[What you are asked to do] Give back exactly the lines from the line that contains "of the fallen" to the last line of the listing below, inclusive, and no others.

'''

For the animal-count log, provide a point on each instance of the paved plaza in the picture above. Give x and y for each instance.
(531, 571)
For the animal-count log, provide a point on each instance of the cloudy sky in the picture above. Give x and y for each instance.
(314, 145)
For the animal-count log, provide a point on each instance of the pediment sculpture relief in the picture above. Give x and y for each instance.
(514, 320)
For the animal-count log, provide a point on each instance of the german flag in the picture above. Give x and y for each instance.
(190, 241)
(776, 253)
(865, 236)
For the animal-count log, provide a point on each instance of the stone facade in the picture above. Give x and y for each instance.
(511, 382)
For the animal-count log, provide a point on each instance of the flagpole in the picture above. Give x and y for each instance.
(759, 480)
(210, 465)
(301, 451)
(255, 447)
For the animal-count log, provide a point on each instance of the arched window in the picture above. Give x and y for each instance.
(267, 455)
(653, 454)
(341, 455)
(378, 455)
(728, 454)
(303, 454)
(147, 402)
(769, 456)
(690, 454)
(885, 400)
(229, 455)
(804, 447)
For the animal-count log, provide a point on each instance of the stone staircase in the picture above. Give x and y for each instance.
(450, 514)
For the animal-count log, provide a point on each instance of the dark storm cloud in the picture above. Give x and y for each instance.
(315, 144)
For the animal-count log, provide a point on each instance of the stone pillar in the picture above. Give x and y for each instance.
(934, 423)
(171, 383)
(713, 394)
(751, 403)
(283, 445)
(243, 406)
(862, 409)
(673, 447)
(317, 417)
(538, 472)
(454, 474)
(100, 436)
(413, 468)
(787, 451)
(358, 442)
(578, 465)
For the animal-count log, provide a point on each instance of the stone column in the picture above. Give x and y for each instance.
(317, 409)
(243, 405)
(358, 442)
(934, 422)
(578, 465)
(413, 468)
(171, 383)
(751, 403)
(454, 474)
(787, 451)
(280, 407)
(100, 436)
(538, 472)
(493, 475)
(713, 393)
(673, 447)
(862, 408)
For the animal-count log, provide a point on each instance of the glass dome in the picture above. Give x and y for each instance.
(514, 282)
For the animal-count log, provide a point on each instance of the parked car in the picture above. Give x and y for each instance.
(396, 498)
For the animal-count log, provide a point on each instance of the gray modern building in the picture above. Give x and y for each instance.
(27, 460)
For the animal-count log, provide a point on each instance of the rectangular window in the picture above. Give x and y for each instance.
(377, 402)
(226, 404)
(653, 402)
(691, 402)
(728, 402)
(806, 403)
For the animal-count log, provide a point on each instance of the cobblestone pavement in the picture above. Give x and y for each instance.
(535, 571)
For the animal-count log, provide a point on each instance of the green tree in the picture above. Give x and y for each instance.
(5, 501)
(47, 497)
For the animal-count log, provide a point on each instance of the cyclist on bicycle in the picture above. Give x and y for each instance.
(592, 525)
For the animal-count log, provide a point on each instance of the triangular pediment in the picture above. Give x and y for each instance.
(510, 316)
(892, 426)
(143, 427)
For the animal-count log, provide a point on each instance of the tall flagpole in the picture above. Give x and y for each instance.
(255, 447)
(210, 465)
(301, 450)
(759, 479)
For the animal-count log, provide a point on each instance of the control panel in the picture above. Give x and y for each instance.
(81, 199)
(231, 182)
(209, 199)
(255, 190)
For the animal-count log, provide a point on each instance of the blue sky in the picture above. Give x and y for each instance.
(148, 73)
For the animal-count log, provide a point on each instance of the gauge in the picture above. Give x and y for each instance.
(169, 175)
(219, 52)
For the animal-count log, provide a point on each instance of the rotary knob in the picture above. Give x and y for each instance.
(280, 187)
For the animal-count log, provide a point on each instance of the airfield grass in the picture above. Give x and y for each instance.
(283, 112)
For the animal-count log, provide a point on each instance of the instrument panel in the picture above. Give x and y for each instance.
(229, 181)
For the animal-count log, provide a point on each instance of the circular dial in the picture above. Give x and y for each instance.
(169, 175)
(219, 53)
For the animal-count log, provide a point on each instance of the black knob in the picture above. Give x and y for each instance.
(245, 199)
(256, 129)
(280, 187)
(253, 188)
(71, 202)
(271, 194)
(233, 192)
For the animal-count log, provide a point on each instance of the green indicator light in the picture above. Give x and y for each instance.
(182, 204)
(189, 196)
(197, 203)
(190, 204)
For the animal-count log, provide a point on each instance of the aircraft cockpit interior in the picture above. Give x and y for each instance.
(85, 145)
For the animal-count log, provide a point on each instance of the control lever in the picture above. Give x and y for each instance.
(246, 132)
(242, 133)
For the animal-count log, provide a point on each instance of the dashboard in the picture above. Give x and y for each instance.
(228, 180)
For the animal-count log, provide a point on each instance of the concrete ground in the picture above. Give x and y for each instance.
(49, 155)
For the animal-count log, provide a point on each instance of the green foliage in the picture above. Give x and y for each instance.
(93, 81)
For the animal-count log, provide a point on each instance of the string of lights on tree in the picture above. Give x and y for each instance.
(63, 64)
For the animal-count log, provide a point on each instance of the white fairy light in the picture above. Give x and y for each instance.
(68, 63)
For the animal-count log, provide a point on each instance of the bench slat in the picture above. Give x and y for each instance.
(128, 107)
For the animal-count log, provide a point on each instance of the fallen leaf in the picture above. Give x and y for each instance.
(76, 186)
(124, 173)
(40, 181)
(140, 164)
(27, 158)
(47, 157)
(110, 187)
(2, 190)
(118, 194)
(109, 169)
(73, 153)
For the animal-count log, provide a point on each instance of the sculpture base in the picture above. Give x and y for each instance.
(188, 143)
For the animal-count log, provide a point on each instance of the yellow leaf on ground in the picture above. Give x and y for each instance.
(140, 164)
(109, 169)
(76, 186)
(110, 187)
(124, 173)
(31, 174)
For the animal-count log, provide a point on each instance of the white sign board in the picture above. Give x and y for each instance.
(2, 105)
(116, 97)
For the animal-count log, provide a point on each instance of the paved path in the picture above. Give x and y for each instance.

'''

[Reply to the task]
For the animal-count log, provide a point on each instance of the fallen leaf in the picture above. Give x and y for each instance.
(76, 186)
(124, 173)
(40, 181)
(140, 164)
(27, 158)
(47, 157)
(110, 187)
(2, 190)
(118, 194)
(109, 169)
(73, 153)
For the animal-count log, provide a point on each instance of the sculpture base in the picture above. Give x and y for each instance.
(188, 143)
For the animal-count log, provide a point on each instance of the yellow leaf on ground in the picture above. Give x and y for each instance.
(140, 164)
(109, 169)
(76, 186)
(110, 187)
(124, 173)
(31, 174)
For the animal-count log, provide a point on each instance of the white sign board in the picture above. Give x and y for each instance.
(2, 105)
(116, 97)
For the animal-count log, provide a point on each instance of the paved path in the picture above. Give x and y for each instance.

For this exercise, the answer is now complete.